┌──

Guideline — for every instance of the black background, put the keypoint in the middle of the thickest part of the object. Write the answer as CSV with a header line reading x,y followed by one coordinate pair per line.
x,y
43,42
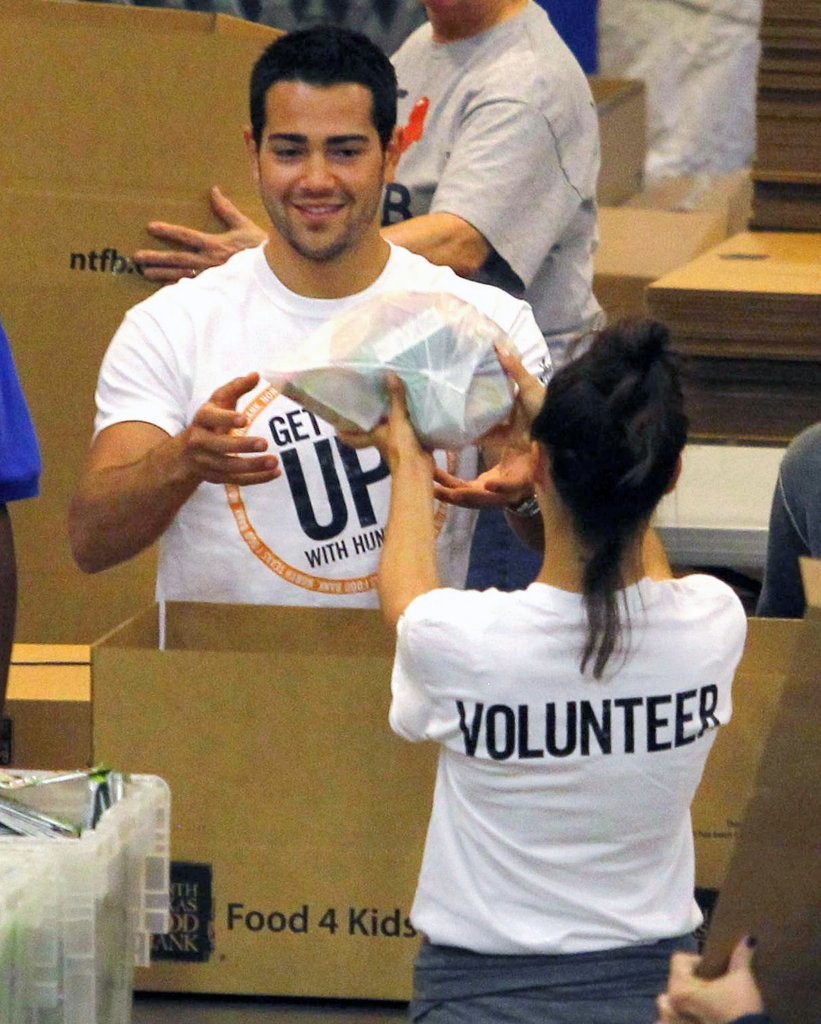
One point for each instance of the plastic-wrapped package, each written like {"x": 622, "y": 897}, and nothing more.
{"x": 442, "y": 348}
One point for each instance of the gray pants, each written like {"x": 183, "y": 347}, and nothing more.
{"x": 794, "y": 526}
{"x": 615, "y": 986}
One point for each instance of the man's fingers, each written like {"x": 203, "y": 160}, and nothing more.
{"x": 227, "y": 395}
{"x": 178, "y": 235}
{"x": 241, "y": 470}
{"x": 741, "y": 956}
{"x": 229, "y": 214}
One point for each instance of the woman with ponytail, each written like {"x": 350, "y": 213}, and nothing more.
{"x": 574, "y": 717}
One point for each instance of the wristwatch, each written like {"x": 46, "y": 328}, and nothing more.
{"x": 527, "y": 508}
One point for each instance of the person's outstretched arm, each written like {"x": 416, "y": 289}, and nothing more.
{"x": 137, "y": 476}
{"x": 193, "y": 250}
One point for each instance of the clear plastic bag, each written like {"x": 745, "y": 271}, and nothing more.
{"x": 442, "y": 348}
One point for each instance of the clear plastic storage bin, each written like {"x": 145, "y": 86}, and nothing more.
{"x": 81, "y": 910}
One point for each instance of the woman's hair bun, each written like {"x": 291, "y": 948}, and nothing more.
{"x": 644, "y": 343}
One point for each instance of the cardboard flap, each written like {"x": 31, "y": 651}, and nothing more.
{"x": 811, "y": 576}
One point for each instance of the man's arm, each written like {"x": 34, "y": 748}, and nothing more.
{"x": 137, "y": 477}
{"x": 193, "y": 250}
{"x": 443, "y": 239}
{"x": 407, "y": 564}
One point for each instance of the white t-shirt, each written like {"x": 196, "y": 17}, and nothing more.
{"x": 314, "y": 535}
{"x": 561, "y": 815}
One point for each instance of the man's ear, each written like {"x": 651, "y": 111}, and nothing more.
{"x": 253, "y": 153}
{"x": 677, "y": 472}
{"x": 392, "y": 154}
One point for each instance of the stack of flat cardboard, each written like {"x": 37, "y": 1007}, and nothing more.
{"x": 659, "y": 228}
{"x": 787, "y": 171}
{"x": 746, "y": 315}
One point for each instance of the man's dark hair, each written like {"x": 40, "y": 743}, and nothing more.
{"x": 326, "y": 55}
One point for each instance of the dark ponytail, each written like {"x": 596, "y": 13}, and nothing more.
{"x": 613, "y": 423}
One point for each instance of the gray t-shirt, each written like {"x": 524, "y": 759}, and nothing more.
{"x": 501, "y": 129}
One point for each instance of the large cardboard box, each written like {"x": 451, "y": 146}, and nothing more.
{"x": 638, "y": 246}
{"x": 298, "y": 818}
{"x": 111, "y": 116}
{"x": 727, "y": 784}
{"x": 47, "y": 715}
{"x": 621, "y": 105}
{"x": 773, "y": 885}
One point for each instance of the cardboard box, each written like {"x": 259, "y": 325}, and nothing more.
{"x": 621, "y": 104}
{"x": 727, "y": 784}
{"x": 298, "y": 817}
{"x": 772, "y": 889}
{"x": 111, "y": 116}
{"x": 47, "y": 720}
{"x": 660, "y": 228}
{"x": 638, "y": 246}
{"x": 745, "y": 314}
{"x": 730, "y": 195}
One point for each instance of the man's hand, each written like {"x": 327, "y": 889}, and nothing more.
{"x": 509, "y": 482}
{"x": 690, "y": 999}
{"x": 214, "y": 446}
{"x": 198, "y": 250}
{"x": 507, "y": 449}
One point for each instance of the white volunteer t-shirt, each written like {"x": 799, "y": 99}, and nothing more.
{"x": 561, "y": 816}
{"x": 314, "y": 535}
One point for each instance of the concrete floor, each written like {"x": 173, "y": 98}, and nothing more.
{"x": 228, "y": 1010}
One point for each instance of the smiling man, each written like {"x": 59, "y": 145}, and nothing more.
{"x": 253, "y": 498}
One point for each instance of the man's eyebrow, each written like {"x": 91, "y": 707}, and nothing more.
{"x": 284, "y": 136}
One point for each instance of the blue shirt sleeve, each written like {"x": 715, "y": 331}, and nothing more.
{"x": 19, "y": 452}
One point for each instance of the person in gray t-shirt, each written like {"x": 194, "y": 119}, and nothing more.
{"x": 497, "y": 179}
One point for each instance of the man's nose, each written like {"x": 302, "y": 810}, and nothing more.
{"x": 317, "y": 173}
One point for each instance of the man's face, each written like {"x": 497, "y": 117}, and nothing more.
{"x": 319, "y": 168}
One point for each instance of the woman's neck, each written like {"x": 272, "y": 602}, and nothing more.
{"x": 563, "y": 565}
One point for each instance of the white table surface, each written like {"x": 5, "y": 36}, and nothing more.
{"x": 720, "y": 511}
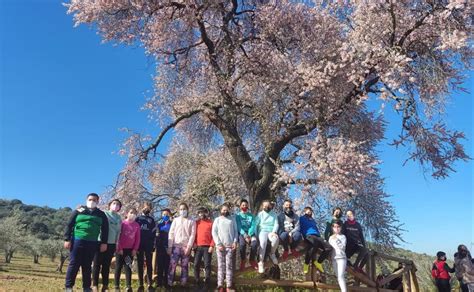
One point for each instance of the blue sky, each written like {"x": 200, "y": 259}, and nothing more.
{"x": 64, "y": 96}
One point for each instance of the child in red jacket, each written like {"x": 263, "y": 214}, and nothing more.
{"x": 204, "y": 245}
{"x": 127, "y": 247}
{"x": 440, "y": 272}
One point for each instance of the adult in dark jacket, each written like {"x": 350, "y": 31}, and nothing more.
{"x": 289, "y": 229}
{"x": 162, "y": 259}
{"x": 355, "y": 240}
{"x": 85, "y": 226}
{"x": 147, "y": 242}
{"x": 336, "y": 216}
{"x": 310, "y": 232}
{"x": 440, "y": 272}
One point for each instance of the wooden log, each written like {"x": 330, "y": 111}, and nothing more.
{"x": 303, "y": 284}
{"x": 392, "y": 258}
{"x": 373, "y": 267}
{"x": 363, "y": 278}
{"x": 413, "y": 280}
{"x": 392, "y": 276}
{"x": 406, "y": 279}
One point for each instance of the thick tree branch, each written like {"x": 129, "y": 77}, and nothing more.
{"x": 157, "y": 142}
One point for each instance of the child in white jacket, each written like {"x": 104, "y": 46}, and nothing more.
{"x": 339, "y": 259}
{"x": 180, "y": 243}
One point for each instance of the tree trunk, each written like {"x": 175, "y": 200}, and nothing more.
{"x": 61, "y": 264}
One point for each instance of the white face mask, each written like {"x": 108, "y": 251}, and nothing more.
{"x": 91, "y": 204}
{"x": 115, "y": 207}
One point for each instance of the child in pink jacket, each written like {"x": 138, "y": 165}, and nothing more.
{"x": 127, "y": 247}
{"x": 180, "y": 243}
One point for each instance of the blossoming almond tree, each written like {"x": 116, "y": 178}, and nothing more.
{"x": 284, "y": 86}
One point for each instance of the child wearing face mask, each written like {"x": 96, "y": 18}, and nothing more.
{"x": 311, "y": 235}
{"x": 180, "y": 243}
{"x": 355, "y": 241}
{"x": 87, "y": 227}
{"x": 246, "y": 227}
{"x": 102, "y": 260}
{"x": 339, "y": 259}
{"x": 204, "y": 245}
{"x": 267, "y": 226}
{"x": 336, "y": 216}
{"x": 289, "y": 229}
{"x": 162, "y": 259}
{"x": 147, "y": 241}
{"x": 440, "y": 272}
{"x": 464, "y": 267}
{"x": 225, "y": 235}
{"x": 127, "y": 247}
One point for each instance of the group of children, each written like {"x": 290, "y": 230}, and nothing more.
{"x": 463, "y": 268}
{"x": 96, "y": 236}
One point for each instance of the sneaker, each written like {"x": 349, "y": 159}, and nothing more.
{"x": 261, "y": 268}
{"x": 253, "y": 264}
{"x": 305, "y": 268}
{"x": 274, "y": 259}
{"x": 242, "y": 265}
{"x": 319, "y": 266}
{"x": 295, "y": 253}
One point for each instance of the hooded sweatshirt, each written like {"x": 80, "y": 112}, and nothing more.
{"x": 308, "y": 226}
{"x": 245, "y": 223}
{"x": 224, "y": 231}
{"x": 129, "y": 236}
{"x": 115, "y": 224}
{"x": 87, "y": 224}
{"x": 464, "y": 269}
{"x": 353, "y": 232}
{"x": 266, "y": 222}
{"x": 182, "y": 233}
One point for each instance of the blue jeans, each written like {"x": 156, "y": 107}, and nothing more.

└──

Task details -> Reproduce verbatim only the lines from the one holding "One point for each instance of the hooded" through the end of the records.

Exercise response ->
One point for each instance of the hooded sweatshirt, each written like {"x": 80, "y": 112}, and nothing more.
{"x": 308, "y": 226}
{"x": 245, "y": 223}
{"x": 224, "y": 231}
{"x": 129, "y": 236}
{"x": 115, "y": 224}
{"x": 87, "y": 224}
{"x": 464, "y": 269}
{"x": 353, "y": 232}
{"x": 266, "y": 222}
{"x": 182, "y": 233}
One point for each instance of the blue jeans, each written like {"x": 156, "y": 107}, and nothing more.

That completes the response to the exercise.